EXCERPT TO READ:
++++
You've got a lot of nerve, being so reasonable at a time like this!

Seriously, Merry Christmas, you dirty fucking hippie.

Posted by: Gummo | Dec 24, 2008 11:28:36 AM

I am incredibly impressed w/ Melissa, even more so than I originally was.

Posted by: NToddsPa | Dec 24, 2008 11:38:57 AM

This is one thoughtful and beautiful post. You do a service for every reader who stops by. Everyone should.

Posted by: Shared Humanity | Dec 24, 2008 11:44:57 AM

Young man, once again you have made me stop in mid-breath.

And once again I've learned something valuable.

Thank you.

Posted by: Diane | Dec 24, 2008 11:59:14 AM

This is all very well and good but if Ms. Etheridge or one of her GLBT fans wanted to get a job at Saddleback as, say, a worship leader or music minister they would be told thanks but no thanks because Pastor Warren will not hire teh gai.

Just thought I'd throw that out there. Those who are incensed and outraged have every right to be.

Posted by: Southern Beale | Dec 24, 2008 12:26:07 PM

Very, very nice, NTodd.

Posted by: GeorgeM | Dec 24, 2008 12:27:32 PM

This is all very well and good but if Ms. Etheridge or one of her GLBT fans wanted to get a job at Saddleback as, say, a worship leader or music minister they would be told thanks but no thanks because Pastor Warren will not hire teh gai.
++++
GIVEN REQUEST: Extend the comment thread about Melissa Etheridge and Pastor Warren, picking up after its final line. The records have no connection to the comment thread.

Entries from a pointing dataset:
++++
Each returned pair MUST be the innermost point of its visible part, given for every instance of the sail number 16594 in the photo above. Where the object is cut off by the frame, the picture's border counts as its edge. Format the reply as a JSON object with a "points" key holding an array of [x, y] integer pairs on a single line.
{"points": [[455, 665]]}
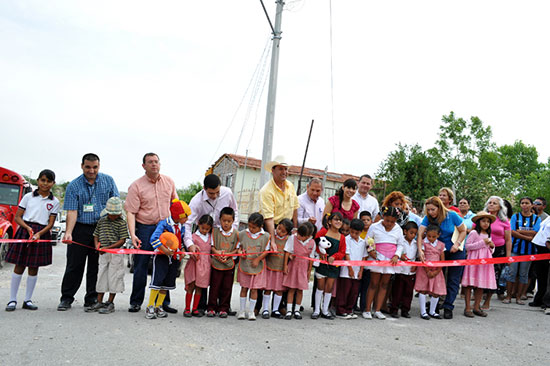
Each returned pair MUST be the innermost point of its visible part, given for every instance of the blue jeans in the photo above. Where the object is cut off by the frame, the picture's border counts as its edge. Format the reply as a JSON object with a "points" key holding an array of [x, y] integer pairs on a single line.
{"points": [[454, 276], [141, 265]]}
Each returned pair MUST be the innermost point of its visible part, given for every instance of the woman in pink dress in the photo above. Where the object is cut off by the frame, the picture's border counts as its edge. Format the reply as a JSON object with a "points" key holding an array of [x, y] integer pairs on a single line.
{"points": [[430, 281], [197, 269], [479, 245]]}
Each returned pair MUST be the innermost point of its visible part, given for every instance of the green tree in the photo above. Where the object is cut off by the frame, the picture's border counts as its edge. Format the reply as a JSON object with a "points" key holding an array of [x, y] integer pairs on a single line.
{"points": [[187, 193], [411, 171]]}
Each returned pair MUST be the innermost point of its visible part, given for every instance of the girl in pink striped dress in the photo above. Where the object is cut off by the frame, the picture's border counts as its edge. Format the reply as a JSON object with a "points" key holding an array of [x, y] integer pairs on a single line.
{"points": [[479, 245], [298, 270], [197, 269]]}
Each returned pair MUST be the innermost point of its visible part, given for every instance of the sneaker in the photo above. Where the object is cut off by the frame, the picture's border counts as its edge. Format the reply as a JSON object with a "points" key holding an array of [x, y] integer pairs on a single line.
{"points": [[150, 313], [107, 309], [161, 313], [94, 307], [12, 305]]}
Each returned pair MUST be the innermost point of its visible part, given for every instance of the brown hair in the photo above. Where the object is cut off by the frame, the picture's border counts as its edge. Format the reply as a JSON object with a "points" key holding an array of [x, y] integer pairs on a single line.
{"points": [[392, 197], [442, 210]]}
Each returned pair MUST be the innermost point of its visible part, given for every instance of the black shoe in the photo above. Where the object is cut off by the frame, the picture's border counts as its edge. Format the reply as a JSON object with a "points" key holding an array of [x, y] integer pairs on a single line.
{"points": [[29, 305], [170, 309], [134, 308], [11, 306], [63, 306]]}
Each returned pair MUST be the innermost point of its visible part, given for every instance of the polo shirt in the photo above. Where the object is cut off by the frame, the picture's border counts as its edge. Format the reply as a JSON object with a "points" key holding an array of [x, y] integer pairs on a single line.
{"points": [[80, 192], [109, 231], [276, 204], [38, 209], [150, 199]]}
++++
TASK ANSWER:
Uh, yeah, that's not really the point. It's about reaching out to people to engage them and start working on change. I'm pretty sure she doesn't expect a gig at Saddleback.

Those who are incensed and outraged have every right to be.

Oddly enough, I never said they don't have that right. The question is what are they going to do with that outrage? Call other people names because they have a different reaction? Or do something constructive with it?

Posted by: NTodd | Dec 24, 2008 12:31:59 PM

NTodd - this gift from you arrived just in time, thank you.

And let me add, thank you for all you do and especially for photos of your wonderful furry family that we all have taken into our hearts as we have you, your Dad and E.

Posted by: Nancy | Dec 24, 2008 2:10:06 PM

That post is sooooo Gaiiiiii!

Where did you DFH's put Tastee-Freeze Boy?